- Your objective -
Search the data for the string "fish" and extract every line where it appears.

(Dataset entries Opens)

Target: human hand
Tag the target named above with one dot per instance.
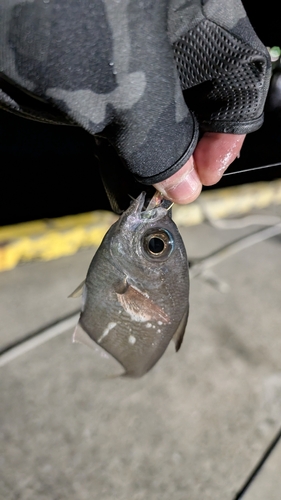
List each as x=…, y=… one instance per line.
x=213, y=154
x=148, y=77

(Dataset entries Closes)
(Dataset entries Opens)

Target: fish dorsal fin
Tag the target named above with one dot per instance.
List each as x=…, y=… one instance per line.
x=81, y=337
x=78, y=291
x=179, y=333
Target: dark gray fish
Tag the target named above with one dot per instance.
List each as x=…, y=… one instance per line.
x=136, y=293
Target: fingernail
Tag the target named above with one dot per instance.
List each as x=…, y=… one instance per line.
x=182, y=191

(Dataset entries Closes)
(Dataset entries Opens)

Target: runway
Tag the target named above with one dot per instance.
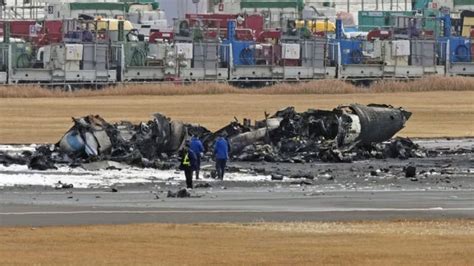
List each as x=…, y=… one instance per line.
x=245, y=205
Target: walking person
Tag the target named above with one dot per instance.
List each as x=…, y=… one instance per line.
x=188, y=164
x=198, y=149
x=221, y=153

(Dataset entries Closes)

- Solution -
Target: fish dorsal fin
Target: dark gray fish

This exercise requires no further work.